[START EXERCISE MATERIALS]
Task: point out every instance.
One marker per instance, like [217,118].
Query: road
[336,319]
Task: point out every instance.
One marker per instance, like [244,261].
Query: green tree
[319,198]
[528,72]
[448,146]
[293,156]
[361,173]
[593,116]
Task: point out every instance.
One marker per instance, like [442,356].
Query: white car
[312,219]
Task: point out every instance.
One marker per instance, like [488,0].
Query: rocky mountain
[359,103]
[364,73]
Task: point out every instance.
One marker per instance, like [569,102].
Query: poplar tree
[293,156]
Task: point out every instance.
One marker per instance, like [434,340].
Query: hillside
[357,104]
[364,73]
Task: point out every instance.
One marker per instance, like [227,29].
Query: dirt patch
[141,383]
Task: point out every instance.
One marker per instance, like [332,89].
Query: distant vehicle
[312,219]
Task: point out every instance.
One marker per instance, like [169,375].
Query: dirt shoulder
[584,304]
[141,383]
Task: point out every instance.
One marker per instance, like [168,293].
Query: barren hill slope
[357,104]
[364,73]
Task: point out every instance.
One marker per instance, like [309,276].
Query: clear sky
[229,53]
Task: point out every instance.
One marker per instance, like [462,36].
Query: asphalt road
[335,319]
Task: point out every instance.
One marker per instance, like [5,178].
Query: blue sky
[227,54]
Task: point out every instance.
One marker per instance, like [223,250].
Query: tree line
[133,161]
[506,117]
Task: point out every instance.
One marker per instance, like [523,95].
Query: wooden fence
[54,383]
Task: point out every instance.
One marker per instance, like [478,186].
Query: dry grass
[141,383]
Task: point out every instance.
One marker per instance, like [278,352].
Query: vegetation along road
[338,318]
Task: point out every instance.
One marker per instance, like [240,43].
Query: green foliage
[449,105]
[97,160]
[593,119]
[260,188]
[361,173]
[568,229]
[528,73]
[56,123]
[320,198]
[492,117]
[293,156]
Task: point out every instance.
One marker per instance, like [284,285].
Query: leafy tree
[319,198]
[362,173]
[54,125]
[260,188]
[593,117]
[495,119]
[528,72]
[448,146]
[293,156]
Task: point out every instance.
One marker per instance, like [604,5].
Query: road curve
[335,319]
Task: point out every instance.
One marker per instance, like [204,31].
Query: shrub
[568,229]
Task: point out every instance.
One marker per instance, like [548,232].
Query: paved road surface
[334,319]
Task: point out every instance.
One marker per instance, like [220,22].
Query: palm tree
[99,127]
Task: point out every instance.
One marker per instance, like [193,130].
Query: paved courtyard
[END EXERCISE MATERIALS]
SET TASK: Make a verbatim copy of every entry shown above.

SOLUTION TO THIS EXERCISE:
Task: point out every instance.
One marker per instance, like [217,118].
Query: road
[336,319]
Task: point out every instance.
One marker per instance, like [244,261].
Query: green tree
[319,198]
[528,72]
[448,146]
[293,156]
[361,173]
[593,116]
Task: point out every instance.
One marker per instance, like [442,356].
Query: white car
[312,219]
Task: point out every instance.
One marker per instance, like [488,0].
Query: rocky mountain
[359,103]
[364,73]
Task: point out every instance.
One marker per instance, like [569,102].
Query: poplar tree
[293,156]
Task: point out every instance.
One marker per instance, like [434,340].
Query: hillside
[357,104]
[364,73]
Task: point out every instance.
One marker per instance, like [227,29].
Query: dirt patch
[141,383]
Task: point out every instance.
One marker per instance, like [332,89].
Query: distant vehicle
[312,219]
Task: point out every instance.
One marker per instance, like [169,375].
Query: dirt shoulder
[584,304]
[141,383]
Task: point out every instance.
One marker per instance, like [168,293].
Query: barren hill slope
[357,104]
[364,73]
Task: point out every instance.
One marker per instance, like [309,276].
Query: clear sky
[229,53]
Task: point out every instance.
One marker per instance, like [462,36].
Query: asphalt road
[335,319]
Task: point out every instance.
One marker per instance, like [5,178].
Query: blue sky
[227,54]
Task: point out every instance.
One marker per instance, like [223,250].
Query: tree line
[133,161]
[506,117]
Task: point out every instance.
One marker per instance, like [523,95].
Query: wooden fence
[54,383]
Task: point out every instance.
One marker per instance, like [478,186].
Query: dry grass
[141,383]
Task: point out every instance.
One marker per instance, like [278,352].
Query: vegetation along road
[338,318]
Task: point out every instance.
One marker per instance, like [240,43].
Query: green foliage
[449,105]
[97,160]
[593,119]
[260,188]
[361,173]
[568,229]
[528,73]
[56,123]
[320,198]
[492,117]
[293,156]
Task: point out every instance.
One marker per instance, like [284,285].
Query: leafy tree
[319,198]
[362,173]
[54,125]
[260,188]
[593,117]
[495,119]
[528,72]
[448,146]
[293,156]
Task: point out every instance.
One marker per instance, like [604,5].
Query: road curve
[335,319]
Task: point out every instance.
One marker per instance, like [204,31].
Query: shrub
[568,229]
Task: point out every instance.
One marker per instance, like [548,232].
Query: paved road surface
[334,319]
Task: point out every instance.
One marker per instance, like [220,22].
Query: palm tree
[99,127]
Task: point out every instance.
One marker per instance, like [193,130].
Query: paved courtyard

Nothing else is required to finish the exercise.